REQUEST |
In the passage on Spot VMs, write out everything from "Spot VMs are the" down to "machines as well.", word for word.

Cloud Infrastructure Engineer, Google Cloud Professional Services

Spot VMs are the latest version of preemptible VM instances. Preemptible VMs continue to be supported for new and existing VMs, and preemptible VMs now use the same pricing model as Spot VMs. However, Spot VMs provide new features that are not supported for preemptible VMs. For example, preemptible VMs can only run for up to 24 hours at a time, but Spot VMs do not have a maximum runtime. The following article will only cover spot instances for simplicity. This solution is valid for preemptible machines as well.


Spot VMs are great for saving costs. Usually, these are idle server machines in GCP which are not being used at the moment, so they are offered for a significant discount. 

However, spot instances can get shut down and taken away from your application at any time within a 30s notice period. If another customer needs these instances and they are paying on-demand price for it, the machine will be allocated to that customer.

Fortunately, Kubernetes takes care of rescheduling pods to different nodes when a node is shut down. And as soon as one node breaks away, GKE will automatically provision a new one.

EXTRACTED RECORDS |
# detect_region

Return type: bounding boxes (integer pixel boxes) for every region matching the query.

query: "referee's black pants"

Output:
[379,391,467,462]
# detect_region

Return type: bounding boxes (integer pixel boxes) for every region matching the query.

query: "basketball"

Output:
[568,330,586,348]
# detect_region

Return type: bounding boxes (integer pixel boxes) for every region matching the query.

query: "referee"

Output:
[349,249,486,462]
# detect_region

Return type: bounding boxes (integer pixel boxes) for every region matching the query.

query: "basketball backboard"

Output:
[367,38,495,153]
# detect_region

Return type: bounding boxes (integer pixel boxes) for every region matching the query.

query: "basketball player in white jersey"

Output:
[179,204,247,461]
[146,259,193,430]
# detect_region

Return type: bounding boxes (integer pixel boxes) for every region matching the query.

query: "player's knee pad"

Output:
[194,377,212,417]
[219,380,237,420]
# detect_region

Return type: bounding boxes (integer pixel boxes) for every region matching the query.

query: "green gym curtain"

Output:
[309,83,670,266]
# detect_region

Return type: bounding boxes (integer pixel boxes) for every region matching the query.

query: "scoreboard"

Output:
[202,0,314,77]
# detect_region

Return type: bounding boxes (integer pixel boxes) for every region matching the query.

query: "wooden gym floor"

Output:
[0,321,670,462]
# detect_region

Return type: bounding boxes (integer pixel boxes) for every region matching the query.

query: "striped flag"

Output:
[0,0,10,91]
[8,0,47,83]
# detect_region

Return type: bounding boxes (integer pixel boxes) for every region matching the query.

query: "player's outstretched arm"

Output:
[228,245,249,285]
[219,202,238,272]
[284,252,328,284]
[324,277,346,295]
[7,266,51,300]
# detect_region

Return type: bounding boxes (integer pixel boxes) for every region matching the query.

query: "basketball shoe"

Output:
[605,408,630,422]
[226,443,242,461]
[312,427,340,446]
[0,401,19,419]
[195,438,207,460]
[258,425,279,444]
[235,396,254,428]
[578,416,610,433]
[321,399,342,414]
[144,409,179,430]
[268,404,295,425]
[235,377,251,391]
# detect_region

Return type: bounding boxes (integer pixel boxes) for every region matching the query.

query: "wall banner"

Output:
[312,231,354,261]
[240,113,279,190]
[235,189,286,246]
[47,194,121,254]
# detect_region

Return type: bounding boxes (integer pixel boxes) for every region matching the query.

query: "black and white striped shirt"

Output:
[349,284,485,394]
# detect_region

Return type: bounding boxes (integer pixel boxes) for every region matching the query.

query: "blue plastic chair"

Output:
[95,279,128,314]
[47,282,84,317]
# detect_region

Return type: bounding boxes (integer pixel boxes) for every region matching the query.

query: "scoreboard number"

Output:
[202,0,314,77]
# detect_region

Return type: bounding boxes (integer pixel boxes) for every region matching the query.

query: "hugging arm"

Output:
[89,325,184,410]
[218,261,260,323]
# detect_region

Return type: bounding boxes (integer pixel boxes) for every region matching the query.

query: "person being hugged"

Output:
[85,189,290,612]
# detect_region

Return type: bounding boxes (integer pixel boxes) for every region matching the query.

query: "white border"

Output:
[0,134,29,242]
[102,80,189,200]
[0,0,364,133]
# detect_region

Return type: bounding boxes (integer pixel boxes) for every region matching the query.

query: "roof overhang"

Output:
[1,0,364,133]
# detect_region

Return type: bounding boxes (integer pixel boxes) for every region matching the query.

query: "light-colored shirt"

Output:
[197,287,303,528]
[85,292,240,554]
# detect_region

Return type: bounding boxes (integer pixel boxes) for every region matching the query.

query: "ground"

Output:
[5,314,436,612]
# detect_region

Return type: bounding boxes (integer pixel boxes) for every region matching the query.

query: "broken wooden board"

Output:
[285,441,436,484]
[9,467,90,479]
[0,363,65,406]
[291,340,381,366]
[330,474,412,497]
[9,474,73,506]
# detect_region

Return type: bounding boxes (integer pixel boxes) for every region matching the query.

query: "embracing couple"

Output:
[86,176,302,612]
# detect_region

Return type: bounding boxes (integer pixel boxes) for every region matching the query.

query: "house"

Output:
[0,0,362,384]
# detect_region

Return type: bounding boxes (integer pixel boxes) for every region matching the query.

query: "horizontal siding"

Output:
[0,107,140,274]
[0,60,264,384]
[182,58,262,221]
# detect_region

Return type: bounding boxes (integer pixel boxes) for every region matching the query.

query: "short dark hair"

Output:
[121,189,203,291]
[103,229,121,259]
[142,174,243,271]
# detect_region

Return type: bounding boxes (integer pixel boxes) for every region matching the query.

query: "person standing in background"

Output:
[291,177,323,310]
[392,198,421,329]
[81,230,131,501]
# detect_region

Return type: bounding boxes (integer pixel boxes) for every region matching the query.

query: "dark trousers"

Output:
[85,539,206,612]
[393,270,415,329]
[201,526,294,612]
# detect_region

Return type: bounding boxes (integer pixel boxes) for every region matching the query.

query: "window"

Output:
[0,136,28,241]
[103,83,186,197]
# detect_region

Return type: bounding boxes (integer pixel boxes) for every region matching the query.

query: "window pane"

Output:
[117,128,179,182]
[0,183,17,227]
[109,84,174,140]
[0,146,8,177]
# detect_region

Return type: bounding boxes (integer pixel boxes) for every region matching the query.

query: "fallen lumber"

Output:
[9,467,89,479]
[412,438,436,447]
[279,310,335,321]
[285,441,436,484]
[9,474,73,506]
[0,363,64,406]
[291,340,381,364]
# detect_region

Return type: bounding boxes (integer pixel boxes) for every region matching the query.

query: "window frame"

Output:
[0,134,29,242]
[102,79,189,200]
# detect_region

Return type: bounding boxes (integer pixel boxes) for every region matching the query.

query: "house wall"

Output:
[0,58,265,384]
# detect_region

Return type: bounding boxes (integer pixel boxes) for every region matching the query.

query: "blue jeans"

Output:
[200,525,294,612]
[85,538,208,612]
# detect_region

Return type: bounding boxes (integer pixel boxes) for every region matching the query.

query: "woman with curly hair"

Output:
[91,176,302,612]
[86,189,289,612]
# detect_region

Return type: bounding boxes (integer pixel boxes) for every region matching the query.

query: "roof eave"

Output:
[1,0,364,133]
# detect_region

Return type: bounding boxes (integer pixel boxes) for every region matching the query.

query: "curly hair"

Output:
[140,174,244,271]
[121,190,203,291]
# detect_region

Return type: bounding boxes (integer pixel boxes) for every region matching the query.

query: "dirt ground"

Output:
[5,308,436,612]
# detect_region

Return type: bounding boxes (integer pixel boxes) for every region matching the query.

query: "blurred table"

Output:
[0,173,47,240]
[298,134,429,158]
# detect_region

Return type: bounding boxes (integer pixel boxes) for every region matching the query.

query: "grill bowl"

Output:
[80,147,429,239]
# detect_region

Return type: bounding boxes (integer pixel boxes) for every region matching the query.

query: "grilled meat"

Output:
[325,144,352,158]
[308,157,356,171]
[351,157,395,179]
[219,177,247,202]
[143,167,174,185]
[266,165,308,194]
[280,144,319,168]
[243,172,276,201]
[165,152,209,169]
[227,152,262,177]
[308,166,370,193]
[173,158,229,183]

SOLUTION BELOW |
Spot VMs are the latest version of preemptible VM instances. Preemptible VMs continue to be supported for new and existing VMs, and preemptible VMs now use the same pricing model as Spot VMs. However, Spot VMs provide new features that are not supported for preemptible VMs. For example, preemptible VMs can only run for up to 24 hours at a time, but Spot VMs do not have a maximum runtime. The following article will only cover spot instances for simplicity. This solution is valid for preemptible machines as well.